==== DATA SUPPLIED
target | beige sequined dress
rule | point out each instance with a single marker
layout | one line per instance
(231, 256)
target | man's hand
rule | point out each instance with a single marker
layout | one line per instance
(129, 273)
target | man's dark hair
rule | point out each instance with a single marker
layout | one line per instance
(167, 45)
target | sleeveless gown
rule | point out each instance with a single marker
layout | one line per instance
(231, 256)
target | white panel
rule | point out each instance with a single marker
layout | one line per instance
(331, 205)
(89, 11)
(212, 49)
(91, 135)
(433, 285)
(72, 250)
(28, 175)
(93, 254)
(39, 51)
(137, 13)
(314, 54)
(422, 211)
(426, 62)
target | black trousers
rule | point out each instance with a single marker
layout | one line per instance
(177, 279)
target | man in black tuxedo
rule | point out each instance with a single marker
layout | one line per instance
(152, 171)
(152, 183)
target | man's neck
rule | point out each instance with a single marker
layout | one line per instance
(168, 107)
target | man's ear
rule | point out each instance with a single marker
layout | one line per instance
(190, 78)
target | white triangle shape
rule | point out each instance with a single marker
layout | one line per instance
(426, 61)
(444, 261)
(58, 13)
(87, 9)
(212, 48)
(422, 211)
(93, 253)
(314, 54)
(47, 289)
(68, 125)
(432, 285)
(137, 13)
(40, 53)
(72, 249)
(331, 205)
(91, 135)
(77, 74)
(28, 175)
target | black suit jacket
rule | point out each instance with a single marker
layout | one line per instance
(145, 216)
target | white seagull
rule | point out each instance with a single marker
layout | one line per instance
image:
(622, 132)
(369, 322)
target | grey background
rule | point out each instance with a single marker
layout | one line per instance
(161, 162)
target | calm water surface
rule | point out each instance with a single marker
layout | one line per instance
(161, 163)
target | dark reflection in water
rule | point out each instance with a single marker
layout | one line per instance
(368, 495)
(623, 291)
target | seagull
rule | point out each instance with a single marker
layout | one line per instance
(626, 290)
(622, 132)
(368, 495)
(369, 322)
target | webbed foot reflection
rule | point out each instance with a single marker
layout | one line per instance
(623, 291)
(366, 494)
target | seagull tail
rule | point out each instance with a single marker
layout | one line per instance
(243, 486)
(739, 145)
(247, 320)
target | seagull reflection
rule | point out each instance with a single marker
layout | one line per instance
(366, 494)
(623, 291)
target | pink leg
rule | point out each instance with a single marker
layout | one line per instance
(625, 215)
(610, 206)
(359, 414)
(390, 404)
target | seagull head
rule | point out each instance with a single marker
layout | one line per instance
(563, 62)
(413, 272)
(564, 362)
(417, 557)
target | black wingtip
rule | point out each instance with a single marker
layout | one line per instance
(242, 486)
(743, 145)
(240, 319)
========
**SET TASK**
Return verbatim every line of the listing from the line containing "target | white triangle shape" through the final line of the listing, both inclusive.

**COMPLETED EXERCISE**
target | white triangle shape
rule | point out each instance with a single marker
layout | one line per instance
(426, 61)
(444, 261)
(58, 13)
(87, 9)
(212, 48)
(422, 211)
(93, 253)
(314, 54)
(47, 289)
(68, 125)
(432, 285)
(137, 13)
(40, 53)
(72, 249)
(331, 205)
(91, 135)
(77, 74)
(28, 175)
target | black suit jacket
rule | point out each instance with a single marker
layout | one line per instance
(145, 216)
target | white seagull
rule | point out each instance with a single marker
layout | one line per instance
image:
(622, 132)
(369, 322)
target | grey background
rule | point out each instance with a single marker
layout | one line per instance
(161, 162)
target | calm water surface
rule | point out each instance with a single marker
layout | one line per instance
(161, 163)
target | dark reflection in water
rule | point out each instance with a single marker
layout | one line per instance
(368, 495)
(623, 291)
target | seagull
rule | point out each instance with a single marker
layout | one line per instance
(626, 290)
(622, 132)
(368, 495)
(369, 322)
target | webbed foot reflection
rule | point out each instance with a single marker
layout | one line per instance
(623, 291)
(366, 494)
target | seagull tail
rule | point out each instance with a single marker
layout | one line per instance
(243, 486)
(739, 145)
(247, 320)
target | seagull reflection
rule | point out each instance with a single marker
layout | one line per instance
(366, 494)
(623, 291)
target | pink leg
rule | point out each instance with a single marker
layout | one line per instance
(625, 215)
(610, 206)
(359, 414)
(390, 404)
target | seagull head
rule | point out each instance with a single marker
layout | one line per instance
(563, 62)
(413, 272)
(564, 362)
(417, 557)
target | black wingtip
rule | point out each instance with a single marker
layout | one line per instance
(242, 486)
(743, 145)
(240, 319)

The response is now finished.